What the task requires:
Each entry below is to be copied out exactly and in full.

##### Data to process #####

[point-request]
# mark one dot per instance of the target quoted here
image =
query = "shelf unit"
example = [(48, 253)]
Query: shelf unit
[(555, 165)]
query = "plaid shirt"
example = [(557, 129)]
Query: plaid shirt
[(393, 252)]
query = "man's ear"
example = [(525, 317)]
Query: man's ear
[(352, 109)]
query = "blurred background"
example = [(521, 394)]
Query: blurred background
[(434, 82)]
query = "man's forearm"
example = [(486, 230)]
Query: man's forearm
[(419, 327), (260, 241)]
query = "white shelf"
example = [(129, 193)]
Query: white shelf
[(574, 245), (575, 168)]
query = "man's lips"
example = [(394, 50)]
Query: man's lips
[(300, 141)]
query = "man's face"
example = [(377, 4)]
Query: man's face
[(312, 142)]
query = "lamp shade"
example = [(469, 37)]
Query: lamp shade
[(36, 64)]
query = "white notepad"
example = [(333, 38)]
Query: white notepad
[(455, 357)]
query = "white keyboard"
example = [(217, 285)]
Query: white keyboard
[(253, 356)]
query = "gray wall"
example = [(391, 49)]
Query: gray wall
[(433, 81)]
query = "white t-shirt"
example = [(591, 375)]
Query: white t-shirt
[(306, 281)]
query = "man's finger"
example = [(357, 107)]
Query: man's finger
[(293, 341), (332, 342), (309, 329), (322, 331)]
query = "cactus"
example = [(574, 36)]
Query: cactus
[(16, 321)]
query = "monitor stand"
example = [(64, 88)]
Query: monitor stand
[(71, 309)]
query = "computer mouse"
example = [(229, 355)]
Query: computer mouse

#####

Output:
[point-request]
# mark one dot per instance of the target quoted here
image =
query = "shelf unit"
example = [(48, 253)]
Query: shelf unit
[(555, 165)]
query = "plaid shirt"
example = [(557, 129)]
Query: plaid shirt
[(393, 252)]
query = "man's ear"
example = [(525, 317)]
Query: man's ear
[(352, 109)]
query = "blurred background"
example = [(521, 394)]
Query: blurred background
[(434, 82)]
query = "man's forearm"
example = [(486, 230)]
Query: man's forearm
[(419, 327), (260, 241)]
query = "white shelf"
example = [(129, 193)]
Query: white shelf
[(574, 245), (575, 168)]
query = "man's lips"
example = [(394, 50)]
Query: man's lips
[(300, 141)]
query = "man's face"
example = [(377, 4)]
Query: man's face
[(312, 142)]
query = "lamp shade"
example = [(469, 37)]
Query: lamp shade
[(36, 64)]
query = "white notepad"
example = [(333, 38)]
Query: white notepad
[(455, 357)]
query = "white keyboard"
example = [(217, 285)]
Query: white keyboard
[(253, 356)]
query = "gray wall"
example = [(391, 49)]
Query: gray wall
[(433, 81)]
query = "white t-shirt"
example = [(591, 375)]
Query: white t-shirt
[(306, 281)]
query = "man's finger"
example = [(357, 107)]
Query: man's finger
[(293, 341), (332, 342), (309, 329), (322, 331)]
query = "cactus"
example = [(574, 36)]
Query: cactus
[(16, 321)]
query = "monitor stand"
example = [(64, 88)]
Query: monitor stand
[(71, 309)]
query = "computer mouse"
example = [(229, 355)]
Query: computer mouse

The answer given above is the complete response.